TASK REQUIREMENTS
**a)** In the article on Iran's hard-liners and the nuclear deal, which payment network are Iranian banks now barred from using?
**b)** For the article on Iran's hard-liners and the nuclear deal, decide whether each statement agrees with it: (i) Rouhani and his followers want Tehran to stay in the nuclear agreement. (ii) The conservative camp backed the nuclear agreement from the outset. (iii) The EU designed the Special Purpose Vehicle without any other countries. Answer yes or no for each and quote the words that settle it.
**c)** Pick up the article on Iran's hard-liners and the nuclear deal after its final sentence and keep writing it.

GIVEN PASSAGE
+===+

After Trump’s Decision, Iran’s Hard-Liners Want to Leave the Nuclear Deal
Following the US withdrawal from the Iran nuclear agreement — formally known as the Joint Comprehensive Plan of Action (JCPOA) — President Donald Trump has re-imposed unilateral sanctions on Iran, targeting the country’s core banking system, oil sales, and conduits to the global financial system. The most onerous sanction of all is preventing Iranian banks from using the Belgium-based Society for Worldwide Interbank Financial Telecommunication (SWIFT) network, which is the largest electronic payment network in the world.
The harsh measures have set the stage for a revival of political infighting within Iran’s complex and opaque political structure. A heated debate is currently going on among political elites and in the Farsi media in Tehran over whether to remain in the nuclear agreement or withdraw from the pact. A review of Farsi media outlets indicates that President Hassan Rouhani and his followers believe that Tehran should remain in it, because “the cost of leaving the deal is too high for the country.” But his rival force, the conservative camp, is preparing to exit the nuclear agreement, which it opposed in the first place.
Fearing the latter scenario, the EU, along with China and Russia, embarked on an unprecedented effort to find some way to help the Iranian regime get around the US sanctions. They eventually came up with a new payment mechanism known as the Special Purpose Vehicle (SPV), an autonomous payment system that would allow Europe to transact with Iran while avoiding secondary US sanctions.
The Rouhani government welcomed the initiative, hailing it as a step that not only helps Iran repatriate its oil revenues, but moves it away from the dollar-dominated financial system, a process that can eventually undermine the effectiveness of US sanctions. But the mechanism was not well received by the rival hard-line faction, which called it a symbolic gesture that will not help Tehran repatriate its oil revenues. From their perspective, the SPV is something like Iraq’s Oil for Food Program (OFP) of 1996, which only allowed Baghdad to sell oil to pay for food and other national humanitarian needs.

+===+

[Data entries]
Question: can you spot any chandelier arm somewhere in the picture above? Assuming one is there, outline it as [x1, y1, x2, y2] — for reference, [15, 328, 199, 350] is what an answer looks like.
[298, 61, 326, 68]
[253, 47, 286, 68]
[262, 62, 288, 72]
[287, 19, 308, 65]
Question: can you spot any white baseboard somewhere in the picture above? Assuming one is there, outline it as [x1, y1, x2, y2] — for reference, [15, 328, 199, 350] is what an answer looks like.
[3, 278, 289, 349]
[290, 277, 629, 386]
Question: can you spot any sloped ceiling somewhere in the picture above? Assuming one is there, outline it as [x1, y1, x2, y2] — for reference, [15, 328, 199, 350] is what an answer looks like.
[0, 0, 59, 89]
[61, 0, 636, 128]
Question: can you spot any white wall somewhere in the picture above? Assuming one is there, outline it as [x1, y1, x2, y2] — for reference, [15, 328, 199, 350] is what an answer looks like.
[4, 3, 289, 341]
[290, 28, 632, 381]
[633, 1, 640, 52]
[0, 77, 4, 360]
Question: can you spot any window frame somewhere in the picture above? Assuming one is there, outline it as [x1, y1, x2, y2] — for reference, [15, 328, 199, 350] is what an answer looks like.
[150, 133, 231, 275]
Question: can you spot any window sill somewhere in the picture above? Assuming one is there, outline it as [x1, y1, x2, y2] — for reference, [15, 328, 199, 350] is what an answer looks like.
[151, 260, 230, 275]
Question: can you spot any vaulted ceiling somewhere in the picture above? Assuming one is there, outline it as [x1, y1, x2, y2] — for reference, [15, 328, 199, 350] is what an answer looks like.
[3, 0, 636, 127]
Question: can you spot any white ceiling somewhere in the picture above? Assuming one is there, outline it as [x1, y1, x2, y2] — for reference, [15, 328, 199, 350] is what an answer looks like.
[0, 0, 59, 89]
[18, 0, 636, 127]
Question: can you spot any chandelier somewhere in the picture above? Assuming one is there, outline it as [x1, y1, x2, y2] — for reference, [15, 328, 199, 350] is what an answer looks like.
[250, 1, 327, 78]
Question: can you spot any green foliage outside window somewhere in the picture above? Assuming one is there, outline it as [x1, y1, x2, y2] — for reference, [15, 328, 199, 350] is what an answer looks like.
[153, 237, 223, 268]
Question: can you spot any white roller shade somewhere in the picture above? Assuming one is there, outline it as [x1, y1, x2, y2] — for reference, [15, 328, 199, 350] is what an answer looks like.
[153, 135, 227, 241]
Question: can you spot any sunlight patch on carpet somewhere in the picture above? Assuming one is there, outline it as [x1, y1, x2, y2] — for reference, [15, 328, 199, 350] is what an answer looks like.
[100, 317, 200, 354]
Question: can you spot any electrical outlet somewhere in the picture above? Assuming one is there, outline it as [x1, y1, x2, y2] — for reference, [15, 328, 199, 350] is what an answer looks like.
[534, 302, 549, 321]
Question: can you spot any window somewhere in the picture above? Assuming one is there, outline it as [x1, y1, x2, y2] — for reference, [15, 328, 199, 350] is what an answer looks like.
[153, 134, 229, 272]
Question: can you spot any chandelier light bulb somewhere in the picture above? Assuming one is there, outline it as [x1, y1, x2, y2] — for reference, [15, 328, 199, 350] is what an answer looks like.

+===+

RESPONSE LIST
**a)** The Belgium-based Society for Worldwide Interbank Financial Telecommunication (SWIFT) network.

**b)**
(i) Yes: "President Hassan Rouhani and his followers believe that Tehran should remain in it"
(ii) No: "which it opposed in the first place"
(iii) No: "the EU, along with China and Russia, embarked on an unprecedented effort"

**c)**
While it is not really like the OFP, the SPV trade mechanism is in fact somewhat akin to the “barter system” that was used by the Soviet Union during the Cold War. In plain English, buyers of Iranian oil are not going to pay Tehran directly, but are going to deposit Iranian oil revenues into an account at a firm in a European country. Any company that imports goods to Iran could claim a credit from the SPV as payment. Even with that, several hurdles remain, including the reluctance of member states to host the financial structure due to fear of antagonizing Washington. France and Germany agreed to take charge of the trade mechanism, but only if its new goals could encompass less sensitive items like humanitarian and food products, rather than crude oil.
Iranian conservatives believe that “expecting such an initiative to save Iran’s economy is only wishful thinking,” and thus want to withdraw Tehran from the nuclear agreement. The Kayhan newspaper, considered the mouthpiece of the Supreme Leader, Ayatollah Ali Khamenei, said that as long as the Europeans are assured that Iran will remain committed to the JCPOA, they have no incentive to fulfill their own contractual obligations. According to the editorial, the only way to force Europeans to resist Washington is a step-by-step withdrawal from the JCPOA. Only that way, the argument goes, will the parties understand that “the delay in addressing Iran’s demands is costly and could risk destroying their 12-year effort to stop a nuclear Iran.”
Another conservative newspaper, Etemad, outlined a plan for a gradual exit from the accord. It wrote, “Iran should move in a direction that increases the costs for Europeans and presents them with two options: either Iran’s nuclear bomb or war with Iran.” According to the editorial, this will urge Europeans “to make it clear to Trump that if he does not stop pushing Iran, he may face a nuclear-armed Iran, or he will have to pay the price of getting into a war with Iran.”
The plan outlined a possible scenario in which Iran can retaliate against the US “in the Persian Gulf, Afghanistan, Syria, Iraq, and other regions” or present the Europeans with an “influx of migrants, refugees, and growing terrorism on EU soil.”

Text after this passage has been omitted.